**INSTRUCTIONS TO FOLLOW**
Every entry below, first to last, should be restated word for word.

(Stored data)

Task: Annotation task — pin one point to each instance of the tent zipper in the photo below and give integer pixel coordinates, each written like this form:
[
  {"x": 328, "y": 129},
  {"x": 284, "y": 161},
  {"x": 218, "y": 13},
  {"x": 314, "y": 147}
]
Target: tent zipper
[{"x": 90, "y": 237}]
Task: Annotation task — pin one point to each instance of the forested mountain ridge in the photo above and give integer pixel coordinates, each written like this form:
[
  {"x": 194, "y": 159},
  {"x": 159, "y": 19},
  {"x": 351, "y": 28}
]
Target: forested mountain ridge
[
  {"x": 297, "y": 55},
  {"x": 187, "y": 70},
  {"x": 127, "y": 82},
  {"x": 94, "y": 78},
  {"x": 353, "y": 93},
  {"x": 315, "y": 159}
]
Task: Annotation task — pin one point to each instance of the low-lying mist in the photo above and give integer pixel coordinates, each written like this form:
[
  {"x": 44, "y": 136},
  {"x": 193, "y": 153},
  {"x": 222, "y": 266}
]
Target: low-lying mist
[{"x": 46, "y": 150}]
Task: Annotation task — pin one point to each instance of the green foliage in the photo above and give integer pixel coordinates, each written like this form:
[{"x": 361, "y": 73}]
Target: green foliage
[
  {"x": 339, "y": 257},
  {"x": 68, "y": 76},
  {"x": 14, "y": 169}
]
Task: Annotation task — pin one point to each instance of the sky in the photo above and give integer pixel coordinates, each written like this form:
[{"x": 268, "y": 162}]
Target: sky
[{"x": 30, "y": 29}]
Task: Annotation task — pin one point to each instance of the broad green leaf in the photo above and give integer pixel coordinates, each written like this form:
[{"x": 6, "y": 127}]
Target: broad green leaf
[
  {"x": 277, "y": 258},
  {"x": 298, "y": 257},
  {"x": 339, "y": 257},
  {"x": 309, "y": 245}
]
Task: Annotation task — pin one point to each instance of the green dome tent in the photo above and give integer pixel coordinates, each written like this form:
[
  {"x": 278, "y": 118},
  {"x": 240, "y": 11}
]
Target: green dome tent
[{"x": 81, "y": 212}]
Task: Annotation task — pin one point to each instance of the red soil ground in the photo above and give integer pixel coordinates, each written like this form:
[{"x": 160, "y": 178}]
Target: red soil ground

**RESULT OF THE EXERCISE**
Task: Annotation task — pin one point to each instance of the tent zipper in the photo below and give integer pixel coordinates, each written like this form:
[
  {"x": 328, "y": 129},
  {"x": 284, "y": 161},
  {"x": 218, "y": 13},
  {"x": 314, "y": 147}
]
Target: tent zipper
[{"x": 90, "y": 237}]
Task: Annotation task — pin one point to each instance of the forested mountain ridge in the photo above and give integer pixel coordinates, each written like this form:
[
  {"x": 194, "y": 159},
  {"x": 159, "y": 19},
  {"x": 351, "y": 28}
]
Target: forested mountain ridge
[
  {"x": 297, "y": 55},
  {"x": 187, "y": 70},
  {"x": 127, "y": 82},
  {"x": 94, "y": 78},
  {"x": 353, "y": 93},
  {"x": 315, "y": 159}
]
Task: Annotation task — pin one point to each instance of the low-lying mist in the photo above and give integer pixel coordinates, each written like this form:
[
  {"x": 44, "y": 136},
  {"x": 193, "y": 153},
  {"x": 222, "y": 266}
]
Target: low-lying mist
[{"x": 46, "y": 150}]
Task: Annotation task — pin one point to each instance of the green foliage in the photo above and give integer pixel coordinates, each written like this form:
[{"x": 361, "y": 73}]
Target: green foliage
[
  {"x": 339, "y": 257},
  {"x": 68, "y": 76},
  {"x": 14, "y": 169}
]
Task: Annotation task — pin one point to each instance of the sky in the photo above and give integer pixel coordinates, each written like this form:
[{"x": 268, "y": 162}]
Target: sky
[{"x": 30, "y": 29}]
Task: Annotation task — pin one point to each instance of the broad green leaf in the photo above and give integer pixel coordinates, each written like this form:
[{"x": 6, "y": 127}]
Target: broad green leaf
[
  {"x": 277, "y": 258},
  {"x": 298, "y": 257},
  {"x": 339, "y": 257},
  {"x": 309, "y": 245}
]
Task: Annotation task — pin one point to each instance of the green dome tent in the photo above and give integer pixel coordinates, each written like this form:
[
  {"x": 278, "y": 118},
  {"x": 240, "y": 11}
]
Target: green dome tent
[{"x": 81, "y": 212}]
Task: Annotation task — pin one point to each instance of the red soil ground in the photo above and give integer pixel coordinates, each written like this form:
[{"x": 160, "y": 178}]
Target: red soil ground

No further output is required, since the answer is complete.